- **SELECTED PASSAGE**:
Start

Danial Khosravi's Blog

Entrepreneur in the making...

Shipping Deep Learning Models in Web and Mobile Applications

| Comments

Web Application (running in your browser!)

IOS Application

Source Code

Creating machine learning models are often very fun for us AI/ML/DL enthusiasts and thanks to Python’s great community and great libraries such as TensroFlow and Keras this process has become very easy. With the help of Keras we can put layers together like pieces of a puzzle and focus on our architecture and performance and make things work within our beloved Jupyter Notebooks.

In practice, we often are building these models to help our users/clients and often we need to be able to ship these models somewhere and integrate them with our applications so our users can benefit from our models.

A usual approach is to create an API over the model so our backend can communicate with it and send the results back to the client. However, there are a few issues with this approach:

  • First issue is the latency. Our app probably wouldn’t be as responsive as we want it to be if we have to make calls to our back-end and wait for the result to come back.

  • The second issue is the legal implications of sending user’s text or image over the network. Imagine if you have a translator app that takes an image of a document and translates the document for you. If your user is going to translate a confidential legal document with this app, it complicates the legal implications of your applications and the type of security you need to build around it.

  • Lastly, with this approach our users cannot benefit from our app when they are offline.

End

- **REQUIRED TASK 1**:
Answer these questions about the blog post on shipping deep learning models:
(a) Which library lets layers be put together like pieces of a puzzle?
(b) What example application illustrates the legal implications of sending a user's image over the network?
(c) What is the first issue named with creating an API over the model?

- **AVAILABLE RECORDS**:
Start

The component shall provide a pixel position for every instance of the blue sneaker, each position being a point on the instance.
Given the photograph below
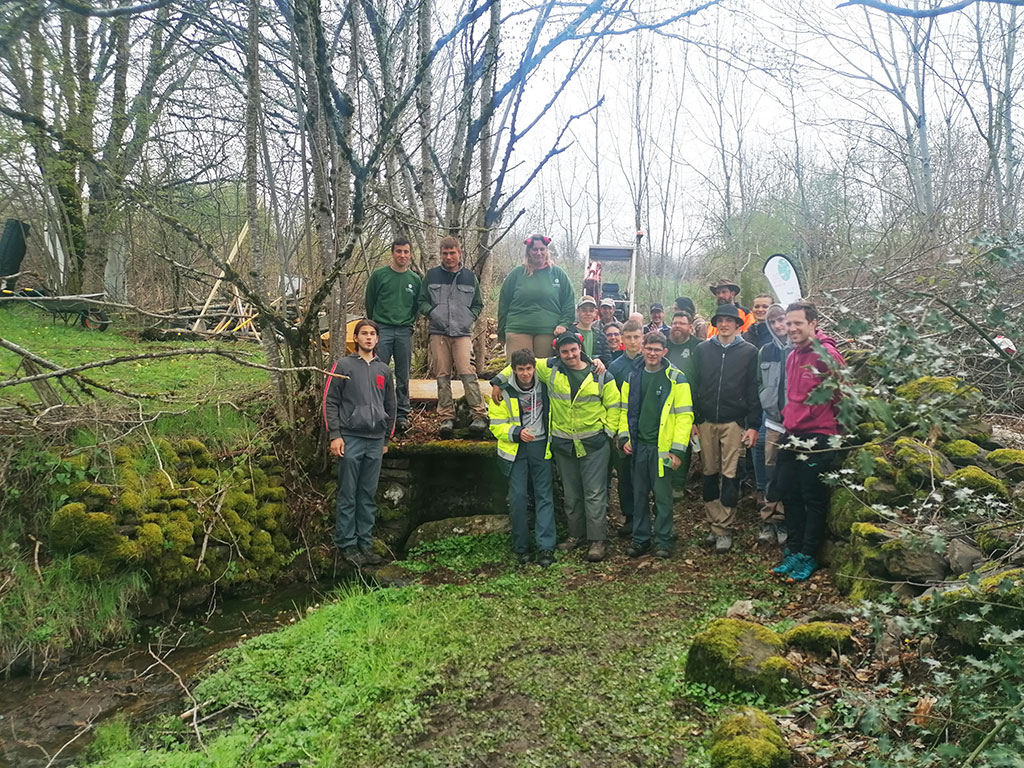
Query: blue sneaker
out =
(802, 570)
(788, 560)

End

- **REQUIRED TASK 2**: Duplicate every line of the records above without changes, leaving the pictures out.

- **TASK ANSWER 1**:
(a) Keras.
(b) A translator app that takes an image of a document and translates the document.
(c) Latency.

- **TASK ANSWER 2**:
The component shall provide a pixel position for every instance of the blue sneaker, each position being a point on the instance.
Given the photograph below
Query: blue sneaker
out =
(802, 570)
(788, 560)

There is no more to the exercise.